** begin Text passage **

Okay so if I just grab the H7 on the weekend and use regular turn fogs, I should be good? I hear some people just run h7 and don't use turn/fogs

Also for the ecodes, I don't want to blind people, so what's another light to get besidr H7? (Have a feeling they may be too bright)

Sent from my Nexus 4


----------



## dennisgli (May 17, 2003)

BsickPassat said:


> The stock headlights for North American MKIV JEttas are:
> High/low: 9004
> Turn/city: 3457/3357
> Fogs (if equipped): H3


9007 - not 9004.

But anyway - what headlights did you buy? Is the H7 for the low beam or the high beam?


----------



## BsickPassat (May 10, 2010)

dennisgli said:


> 9007 - not 9004.
> 
> But anyway - what headlights did you buy? Is the H7 for the low beam or the high beam?


thanks for the catch


----------



## jark99 (Mar 6, 2012)

dennisgli said:


> 9007 - not 9004.
> 
> But anyway - what headlights did you buy? Is the H7 for the low beam or the high beam?


I bought some generic ecodes from a buddy. That's why I was asking about the bulb, its a poor mans hid setup! Haha, from what I understand, the jetta has dual high/low beam lights? So 1h7 per light works? Not sure, I don't know a lot about this stuff. 

Sent from my Nexus 4


----------



## dennisgli (May 17, 2003)

jark99 said:


> I bought some generic ecodes from a buddy.

** end Text passage **
** begin Entries **

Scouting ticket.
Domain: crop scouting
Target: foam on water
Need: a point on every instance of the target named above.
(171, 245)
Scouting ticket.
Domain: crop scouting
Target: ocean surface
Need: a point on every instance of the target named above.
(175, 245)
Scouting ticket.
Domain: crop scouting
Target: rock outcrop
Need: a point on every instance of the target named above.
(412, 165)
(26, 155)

** end Entries **
** begin Entries **

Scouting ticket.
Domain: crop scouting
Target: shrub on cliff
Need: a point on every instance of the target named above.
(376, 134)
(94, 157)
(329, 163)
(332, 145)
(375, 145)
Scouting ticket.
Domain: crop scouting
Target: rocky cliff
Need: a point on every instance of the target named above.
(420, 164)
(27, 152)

** end Entries **
** begin Entries **

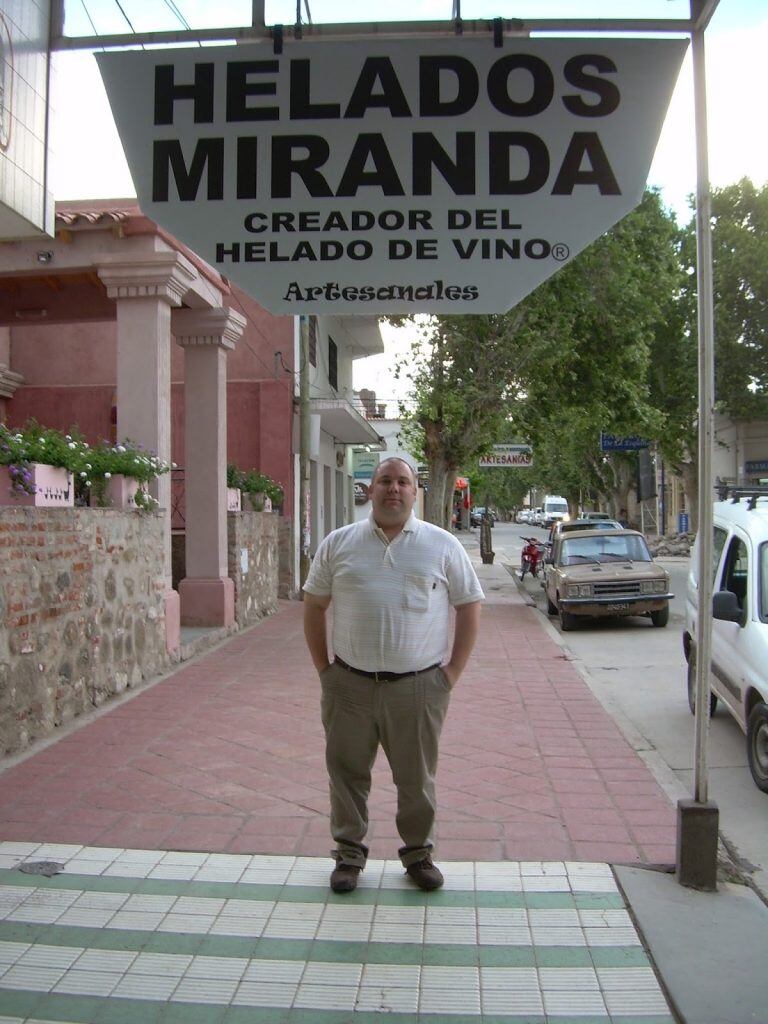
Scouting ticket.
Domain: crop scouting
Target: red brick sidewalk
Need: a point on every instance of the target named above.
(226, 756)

** end Entries **

Your objective> From the headlight bulb forum thread, quote the passage starting with "Okay so if I" and going on through "be too bright)".

Complete answer>
Okay so if I just grab the H7 on the weekend and use regular turn fogs, I should be good? I hear some people just run h7 and don't use turn/fogs

Also for the ecodes, I don't want to blind people, so what's another light to get besidr H7? (Have a feeling they may be too bright)